- _ASSIGNMENT 1_
Summarize the piece on whether the deficit is a crisis in two sentences.
- _ASSIGNMENT 2_
Resume the piece on whether the deficit is a crisis, picking up after its final paragraph.

Is the Deficit a Crisis?

OK, so why does everyone think the deficit is out of control and a threat to the existence of the republic? Good question. It’s probably way too late to pull us out of the rabbit hole we’ve collectively dived into, but anyone reporting on this really owes it to their readers to explain the basic political dynamics at work. So why do Republicans and Democrats both think the deficit is a problem?

Answer for Republicans: They don’t think the deficit is a problem. If they did, they’d favor tax increases, Pentagon cuts, and Medicare cuts, since even the most dimwitted among them knows that cutting domestic discretionary spending won’t make a dent in the deficit. But they favor none of these things.

Rather, they think federal spending on liberal social programs is a problem, and yammering about the deficit is a good way to force cuts to these programs. And there’s nothing wrong with this. It’s good politics. Why waste a crisis, after all? But anyone reporting on this issue really needs to be honest about what’s going on. Republicans want to cut social spending. The deficit is just a handy cudgel to make this happen.

Answer for Democrats: I’m actually a little stumped here. I think most Democrats understand that the short-term deficit really isn’t a problem, and they also understand (I hope) that allowing the Bush tax cuts to expire and letting the economy recover will get us very close to eliminating the primary deficit (i.e., the deficit minus interest payments). If we do that, then publicly held debt as a percent of GDP stabilizes and the deficit problem becomes pretty manageable. The chart on the right from CBPP shows this graphically.

In the longer term, Medicare growth is a problem — which is just another way of saying that healthcare spending in general is a problem. This needs to be addressed, but it needs to be addressed for its own sake, not just because it affects the federal deficit.

- _DATA BLOCK_
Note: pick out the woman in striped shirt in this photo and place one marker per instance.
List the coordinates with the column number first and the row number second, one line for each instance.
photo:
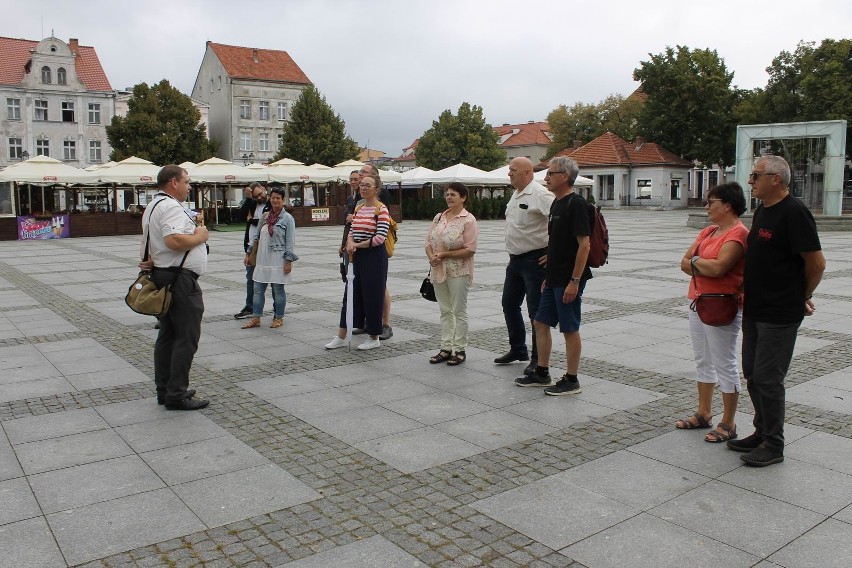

- _ANSWER AREA 1_
The piece argues that Republicans don't actually think the deficit is a problem, since they oppose tax increases, Pentagon cuts, and Medicare cuts, and that they use talk of the deficit to force cuts to liberal social programs. It says most Democrats understand the short-term deficit isn't a problem and that letting the Bush tax cuts expire and the economy recover would nearly eliminate the primary deficit, while the longer-term problem is Medicare and healthcare spending, which needs to be addressed for its own sake.

- _ANSWER AREA 2_
So why have Democrats joined the deficit chorus? I’m not sure, really. I’d guess it’s mainly just fear that they’ve been outflanked on the issue, and if they want to stay in office they have to yammer about it. But that’s just a guess.

In any case, Republicans are wrong: we don’t have a spending problem, we have an aging problem. As America ages, Social Security and Medicare are going to cost more, and unless you want to start killing off old people Soylent Green style there’s no way to avoid this even if we do get a handle on rising healthcare costs. This in turn means we’re going to need more revenue to care for the elderly. As Jon Cohn says today, “It’s ridiculous to have a conversation about balancing the budget that won’t even contemplate higher taxes.”

A perpetually growing deficit will eventually drive up interest rates and slow economic growth, so it’s something we should take seriously. But slashing social programs is exactly the opposite of taking it seriously. We need to let the Bush tax cuts expire, get out of Iraq and Afghanistan, keep working hard on reining in healthcare costs, and accept the fact that we’re going to need to fund an aging population whether we like it or not. Do that, and all we’ll need is modest discipline in the rest of the budget. The long-term deficit is a problem, but it’s not a crisis.